Teks Bacaan:
· · ·

Dan di antara agenda tersebut adalah:
Pertama: Memperbanyak puasa sunnah
Inilah yang awal kali diperhatikan oleh kaum muslimin, yakni memperbanyak puasa di bulan ini. Apakah berpuasa tiga hari, sepuluh hari, dua puluh hari ataukah berpuasa sepenuh hari di bulan Sya’ban bagi yang sudah terbiasa melakukannya. Karena disebutkan dalam sebuah riwayat keterangan dari Ummul Mukminin Aisyah radhiyallahu ‘anha,
لَمْ يَكُنِ النَّبِيُّ صَلَّى اللهُ عَلَيْهِ وَسَلَّمَ يَصُومُ شَهْرًا أَكْثَرَ مِنْ شَعْبَانَ، فَإِنَّهُ كَانَ يَصُومُ شَعْبَانَ كُلَّهُ
“Tidaklah Nabi shallallahu ‘alaihi wasallam melaksanakan puasa di suatu bulan yang paling banyak kecuali di bulan Sya’ban. Sesungguhnya beliau berpuasa di sepenuh bulan ini.” (HR. Al-Bukhari No. 1970)
Kedua: Menyibukkan hari-hari dengan ketaatan
Lalai dari beribadah kepada Allah merupakan perkara yang dilarang dalam agama. Seyogianya orang yang beriman itu adalah mereka yang senantiasa ingat kepada Allah dengan cara menyibukkan diri dengan pelbagai amal ketaatan.

· · ·

Data Tercatat:
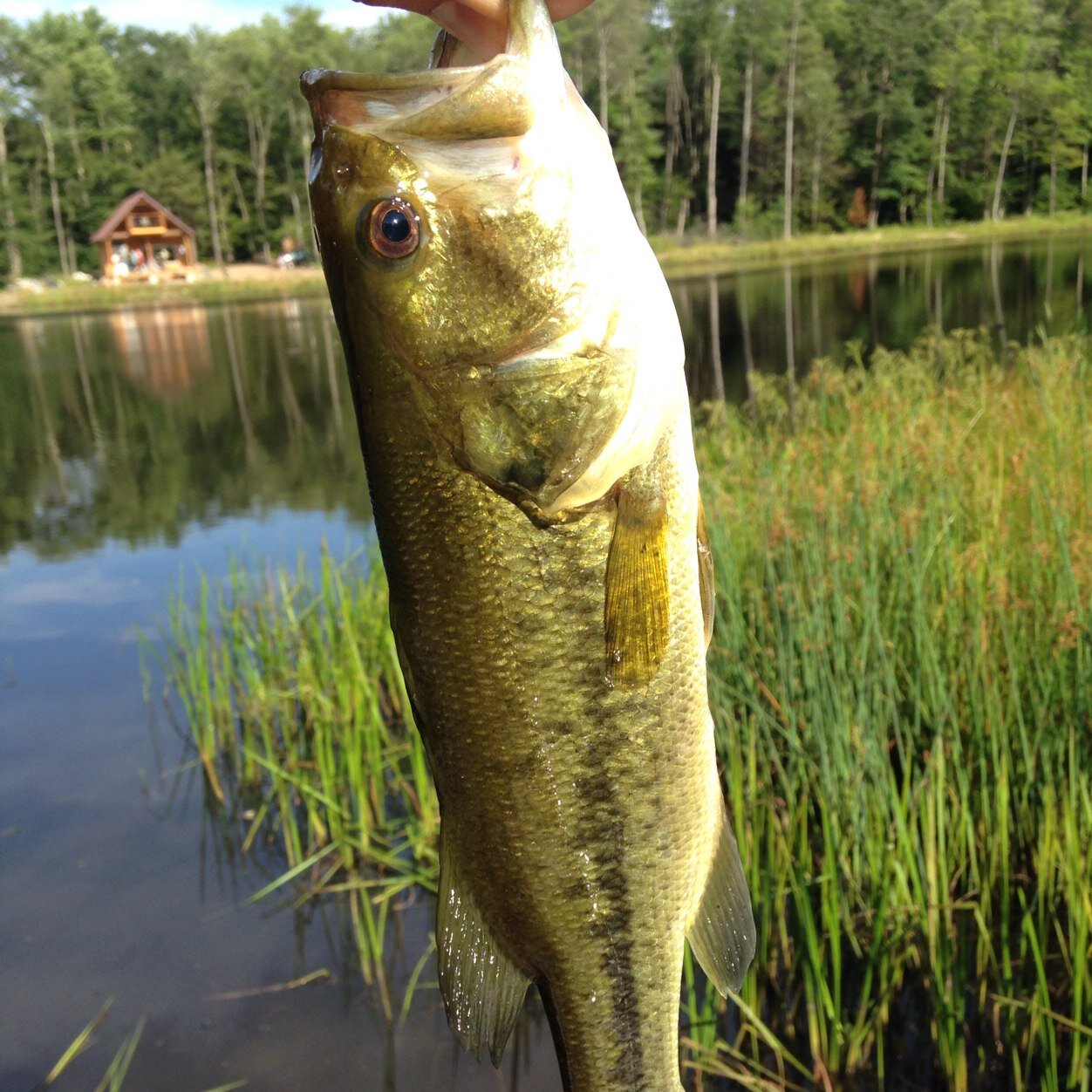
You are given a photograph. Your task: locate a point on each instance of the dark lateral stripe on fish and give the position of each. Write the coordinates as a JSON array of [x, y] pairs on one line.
[[603, 828]]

· · ·

Rincian Tugas:
Menurut teks tentang amalan di bulan Sya’ban, dari siapa keterangan bahwa Nabi paling banyak berpuasa di bulan Sya’ban diriwayatkan?

Hasil Akhir:
Keterangan itu diriwayatkan dari Ummul Mukminin Aisyah radhiyallahu ‘anha.